### [REQUEST]
Can you reproduce every line of the entries below word for word, leaving out the pictures?

-=-=-=-=-

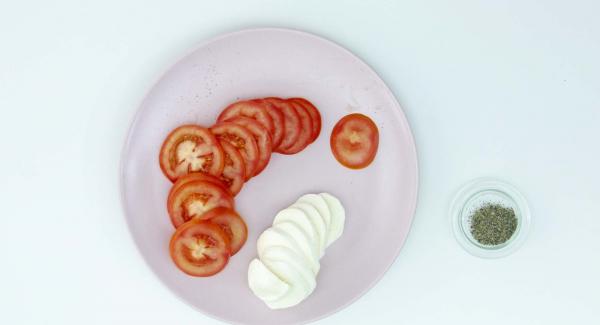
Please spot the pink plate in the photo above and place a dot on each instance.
(379, 200)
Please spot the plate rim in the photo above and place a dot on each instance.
(139, 109)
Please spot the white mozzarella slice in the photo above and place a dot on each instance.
(264, 283)
(309, 248)
(315, 219)
(299, 218)
(319, 203)
(298, 287)
(286, 255)
(338, 217)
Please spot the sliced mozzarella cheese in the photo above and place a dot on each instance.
(319, 203)
(298, 287)
(317, 222)
(275, 237)
(309, 248)
(286, 255)
(298, 217)
(264, 283)
(338, 217)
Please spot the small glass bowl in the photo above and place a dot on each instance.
(472, 196)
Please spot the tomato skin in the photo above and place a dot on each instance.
(248, 108)
(278, 121)
(291, 122)
(203, 138)
(232, 225)
(242, 139)
(186, 201)
(200, 235)
(263, 140)
(234, 172)
(306, 129)
(354, 141)
(314, 114)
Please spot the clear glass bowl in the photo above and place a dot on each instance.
(472, 196)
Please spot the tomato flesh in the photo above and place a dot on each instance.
(251, 109)
(306, 129)
(314, 114)
(263, 140)
(354, 141)
(200, 248)
(194, 198)
(188, 149)
(242, 139)
(234, 172)
(232, 225)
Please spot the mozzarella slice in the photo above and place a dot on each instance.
(286, 255)
(298, 286)
(264, 283)
(319, 203)
(338, 217)
(309, 248)
(298, 217)
(316, 221)
(275, 237)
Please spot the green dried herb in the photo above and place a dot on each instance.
(493, 224)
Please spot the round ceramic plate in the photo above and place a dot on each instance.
(379, 200)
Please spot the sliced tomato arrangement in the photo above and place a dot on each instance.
(242, 139)
(278, 121)
(209, 166)
(306, 131)
(234, 172)
(232, 225)
(263, 140)
(200, 248)
(354, 141)
(190, 148)
(292, 126)
(194, 198)
(251, 109)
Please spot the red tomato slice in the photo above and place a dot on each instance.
(190, 148)
(306, 130)
(291, 122)
(354, 141)
(314, 114)
(195, 177)
(232, 225)
(278, 121)
(242, 139)
(234, 173)
(200, 248)
(251, 109)
(192, 199)
(263, 140)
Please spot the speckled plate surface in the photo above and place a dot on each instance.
(379, 200)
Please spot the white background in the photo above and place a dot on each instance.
(509, 89)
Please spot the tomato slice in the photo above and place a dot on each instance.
(195, 177)
(251, 109)
(200, 248)
(192, 199)
(263, 140)
(242, 139)
(190, 148)
(314, 114)
(234, 173)
(232, 225)
(354, 141)
(291, 130)
(306, 130)
(278, 121)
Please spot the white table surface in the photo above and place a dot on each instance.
(509, 89)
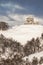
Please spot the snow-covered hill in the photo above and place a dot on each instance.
(31, 56)
(23, 33)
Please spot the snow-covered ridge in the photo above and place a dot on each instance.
(23, 33)
(37, 55)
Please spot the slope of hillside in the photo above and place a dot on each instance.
(31, 56)
(23, 33)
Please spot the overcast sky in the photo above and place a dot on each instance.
(14, 11)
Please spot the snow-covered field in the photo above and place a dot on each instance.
(23, 33)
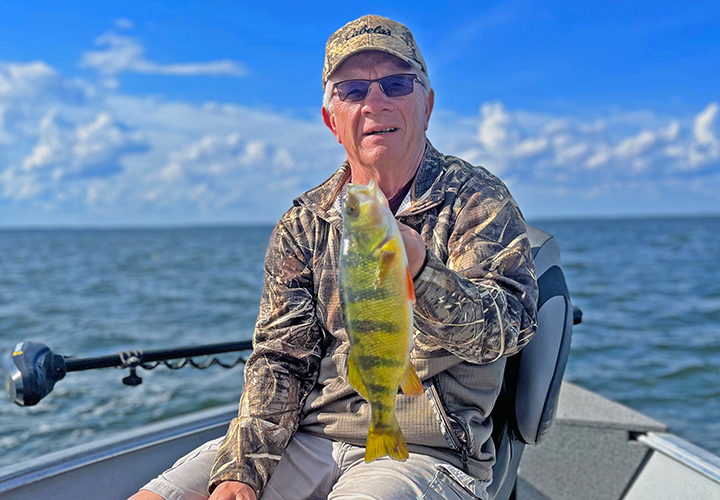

-=-=-=-=-

### [OUTPUT]
Please spot the pink plate in the photo above and place a dot on each instance.
(379, 200)
Please spot the plate rim in the photo above and place a dot on each instance.
(139, 109)
Please spot the white mozzarella slice in the photo above and place a dot on each instance.
(264, 283)
(309, 248)
(315, 219)
(299, 218)
(319, 203)
(298, 287)
(286, 255)
(338, 217)
Please spot the sliced mozzarella cheese in the photo above and place a dot on each instance.
(319, 203)
(298, 287)
(317, 222)
(275, 237)
(309, 248)
(286, 255)
(298, 217)
(264, 283)
(338, 217)
Please spot the small glass bowl in the photo above and place a dot on each instance.
(472, 196)
Please spot the tomato skin in the photo above and place a dot on each instance.
(248, 108)
(278, 121)
(291, 122)
(203, 138)
(232, 225)
(242, 139)
(186, 201)
(200, 235)
(263, 140)
(234, 172)
(306, 129)
(354, 141)
(314, 114)
Please spot the clear glass bowl in the photo above and place a dot on each instance.
(472, 196)
Please spot the tomato flesh in the photo above and place a dot on each instance.
(251, 109)
(306, 129)
(314, 114)
(263, 140)
(354, 141)
(200, 248)
(194, 198)
(188, 149)
(242, 139)
(234, 172)
(232, 225)
Please spot the mozzarella slice in the photo above and place a dot on each instance.
(286, 255)
(298, 286)
(264, 283)
(319, 203)
(338, 217)
(309, 248)
(298, 217)
(316, 221)
(275, 237)
Please spot the green dried herb in the photo above and place a dot on each instance.
(493, 224)
Please spot the round ceramic plate in the photo above and place a dot on each instance.
(379, 200)
Please spot the sliced tomato arrangement in the photo above and place a dot on each instance.
(242, 139)
(278, 121)
(209, 166)
(306, 131)
(234, 172)
(232, 225)
(263, 140)
(200, 248)
(354, 141)
(190, 148)
(292, 126)
(194, 198)
(251, 109)
Please spot the red tomato slice in the photo above and place a dot on each instance.
(190, 148)
(306, 130)
(291, 122)
(354, 141)
(314, 114)
(195, 177)
(232, 225)
(278, 121)
(242, 139)
(234, 173)
(200, 248)
(251, 109)
(192, 199)
(263, 140)
Please spot the speckled plate surface in the photo above and place a dot on each instance.
(379, 200)
Please spot the white background in the photo above and place a dot on each instance.
(509, 89)
Please spot the tomato slice in the photo above and place a dot on each instance.
(195, 177)
(251, 109)
(200, 248)
(192, 199)
(263, 140)
(242, 139)
(190, 148)
(314, 114)
(234, 173)
(232, 225)
(354, 141)
(291, 130)
(306, 130)
(278, 121)
Please spot the white table surface in the photo above and place a dot on each instance.
(509, 89)
Please spot the snow-covered hill in the photo above and place a dot on each instance.
(31, 56)
(23, 33)
Please spot the snow-covered ridge in the photo above and place a dot on each instance.
(23, 33)
(37, 55)
Please spot the slope of hillside in the photo above and place a dot on each instance.
(31, 56)
(23, 33)
Please spot the overcast sky in the photo above and place a dot on each instance.
(14, 11)
Please spot the snow-covered field in the photo above and place a dot on each instance.
(23, 33)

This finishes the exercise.